Directions
Write out the part of the movie review starting at "Dammit, I already" and ending at "characters are introduced.", word for word.
--- Document segment ---
Dammit, I already used “Good Son, Bad Movie” the last time I wrote a review for this thriller. I could wrack my brain to think of something clever but that pretty much summarizes it. The Good Son brings nothing new to the “Bad Seed” story. Its characters are flat and what’s set up doesn’t pay off in any satisfying way. This means you have the entire movie figured out as soon as the main characters are introduced.
10-year-old Mark Evans (Elijah Wood) is still grieving his recently deceased mother when he's sent to live with his aunt (Wendy Crewson) and uncle (Daniel Hugh Kelly) while his father is away on business. Befriending their son, Henry (Macaulay Culkin), Mark soon realizes the boy pretends to be nice and well-mannered but is actually a cruel sadist obsessed with death.
--- Available data ---
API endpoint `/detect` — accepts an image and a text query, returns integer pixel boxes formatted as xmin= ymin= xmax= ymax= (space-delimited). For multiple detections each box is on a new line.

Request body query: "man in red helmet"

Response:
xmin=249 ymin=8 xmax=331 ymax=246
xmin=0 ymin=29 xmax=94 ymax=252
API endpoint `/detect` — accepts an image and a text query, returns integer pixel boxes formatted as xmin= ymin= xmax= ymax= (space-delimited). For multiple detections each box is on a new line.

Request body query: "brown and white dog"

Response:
---
--- Available data ---
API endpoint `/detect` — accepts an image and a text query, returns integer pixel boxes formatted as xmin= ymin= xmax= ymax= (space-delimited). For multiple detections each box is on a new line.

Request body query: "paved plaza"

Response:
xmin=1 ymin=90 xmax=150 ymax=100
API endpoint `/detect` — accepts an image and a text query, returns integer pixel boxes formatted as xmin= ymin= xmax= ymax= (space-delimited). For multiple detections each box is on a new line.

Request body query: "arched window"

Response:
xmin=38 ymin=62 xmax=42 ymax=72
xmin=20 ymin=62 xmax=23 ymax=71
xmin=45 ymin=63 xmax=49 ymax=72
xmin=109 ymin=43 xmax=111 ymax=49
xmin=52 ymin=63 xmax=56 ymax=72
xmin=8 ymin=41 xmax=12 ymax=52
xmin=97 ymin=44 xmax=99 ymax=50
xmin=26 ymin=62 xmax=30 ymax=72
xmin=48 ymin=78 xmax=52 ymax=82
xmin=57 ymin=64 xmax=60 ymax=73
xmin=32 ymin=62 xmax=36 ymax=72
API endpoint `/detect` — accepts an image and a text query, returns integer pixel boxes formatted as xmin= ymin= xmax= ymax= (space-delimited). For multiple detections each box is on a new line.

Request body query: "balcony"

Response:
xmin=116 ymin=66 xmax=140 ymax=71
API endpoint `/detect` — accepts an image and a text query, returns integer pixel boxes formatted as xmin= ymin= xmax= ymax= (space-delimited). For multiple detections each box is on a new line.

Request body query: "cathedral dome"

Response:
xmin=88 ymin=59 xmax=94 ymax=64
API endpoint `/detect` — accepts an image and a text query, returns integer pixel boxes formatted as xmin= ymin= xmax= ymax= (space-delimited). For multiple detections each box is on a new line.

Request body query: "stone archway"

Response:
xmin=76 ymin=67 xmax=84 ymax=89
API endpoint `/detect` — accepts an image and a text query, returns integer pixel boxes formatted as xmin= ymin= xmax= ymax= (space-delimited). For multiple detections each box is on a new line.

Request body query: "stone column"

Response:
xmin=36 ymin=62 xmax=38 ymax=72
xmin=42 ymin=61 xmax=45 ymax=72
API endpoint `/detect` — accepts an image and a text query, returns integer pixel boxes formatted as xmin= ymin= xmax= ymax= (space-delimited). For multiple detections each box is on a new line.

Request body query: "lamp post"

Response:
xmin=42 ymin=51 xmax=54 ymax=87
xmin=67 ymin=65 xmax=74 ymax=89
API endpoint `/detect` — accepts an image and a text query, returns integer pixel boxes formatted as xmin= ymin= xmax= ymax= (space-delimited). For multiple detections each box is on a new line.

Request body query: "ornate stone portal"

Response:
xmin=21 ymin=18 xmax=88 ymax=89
---
Solution for this exercise
Dammit, I already used “Good Son, Bad Movie” the last time I wrote a review for this thriller. I could wrack my brain to think of something clever but that pretty much summarizes it. The Good Son brings nothing new to the “Bad Seed” story. Its characters are flat and what’s set up doesn’t pay off in any satisfying way. This means you have the entire movie figured out as soon as the main characters are introduced.